*** Entries shown

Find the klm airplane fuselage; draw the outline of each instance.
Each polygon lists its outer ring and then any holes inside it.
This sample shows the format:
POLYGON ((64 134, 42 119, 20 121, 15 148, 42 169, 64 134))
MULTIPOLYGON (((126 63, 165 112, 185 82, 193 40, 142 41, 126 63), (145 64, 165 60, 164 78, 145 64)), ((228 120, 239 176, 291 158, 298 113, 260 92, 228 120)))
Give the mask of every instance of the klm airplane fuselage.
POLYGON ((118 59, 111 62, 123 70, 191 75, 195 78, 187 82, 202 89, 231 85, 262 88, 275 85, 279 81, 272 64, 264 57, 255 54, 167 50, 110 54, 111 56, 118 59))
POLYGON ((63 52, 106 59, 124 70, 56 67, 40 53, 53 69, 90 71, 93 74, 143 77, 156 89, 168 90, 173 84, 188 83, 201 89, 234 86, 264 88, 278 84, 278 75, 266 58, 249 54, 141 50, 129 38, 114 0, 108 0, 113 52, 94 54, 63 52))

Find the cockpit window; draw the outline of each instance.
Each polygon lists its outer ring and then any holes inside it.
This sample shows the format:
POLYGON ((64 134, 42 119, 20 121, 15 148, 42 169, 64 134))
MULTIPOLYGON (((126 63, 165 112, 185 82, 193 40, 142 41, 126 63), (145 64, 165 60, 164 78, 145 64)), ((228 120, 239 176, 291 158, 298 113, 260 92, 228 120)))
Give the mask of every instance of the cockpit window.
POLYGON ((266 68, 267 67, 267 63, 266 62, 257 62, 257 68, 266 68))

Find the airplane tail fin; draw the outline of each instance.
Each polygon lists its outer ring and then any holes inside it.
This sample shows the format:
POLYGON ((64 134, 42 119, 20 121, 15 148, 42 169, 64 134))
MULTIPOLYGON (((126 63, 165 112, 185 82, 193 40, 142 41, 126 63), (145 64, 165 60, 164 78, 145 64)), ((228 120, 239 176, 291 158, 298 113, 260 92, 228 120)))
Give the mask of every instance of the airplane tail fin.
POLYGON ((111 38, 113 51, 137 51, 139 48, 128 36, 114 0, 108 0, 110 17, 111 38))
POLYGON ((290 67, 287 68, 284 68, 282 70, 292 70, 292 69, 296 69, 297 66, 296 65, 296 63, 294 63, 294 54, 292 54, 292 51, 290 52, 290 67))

******

> Your goal
Return, character for character, every line of the rows above, starting at the line that contains "Find the cockpit" and continuing through the last line, with both of those lines included.

> Task solution
Find the cockpit window; draw the outline of each instance.
Each polygon lists its outer ring and then any holes inside it.
This sample shows the format:
POLYGON ((64 134, 42 119, 20 121, 15 148, 42 169, 64 134))
MULTIPOLYGON (((126 63, 165 112, 185 82, 193 40, 142 41, 126 63), (145 64, 165 60, 164 78, 145 64)), ((228 120, 239 176, 291 158, 298 113, 260 92, 228 120)))
Give the mask of every instance of the cockpit window.
POLYGON ((266 68, 267 67, 267 63, 266 62, 257 62, 257 68, 266 68))

Find the airplane tail fin; draw the outline of each instance.
Each polygon lists its outer ring and then any holes inside it.
This sample shows the format:
POLYGON ((64 134, 42 119, 20 121, 15 148, 42 169, 64 134))
MULTIPOLYGON (((126 63, 165 112, 185 82, 193 40, 142 41, 126 63), (145 64, 165 60, 164 78, 145 64)), ((228 120, 239 176, 291 158, 298 113, 260 92, 228 120)))
Give the mask of every instance of the airplane tail fin.
POLYGON ((111 38, 113 51, 137 51, 139 48, 128 36, 114 0, 108 0, 110 17, 111 38))
POLYGON ((290 67, 287 68, 284 68, 282 70, 292 70, 292 69, 296 69, 297 66, 296 65, 296 63, 294 63, 294 54, 292 54, 292 51, 290 52, 290 67))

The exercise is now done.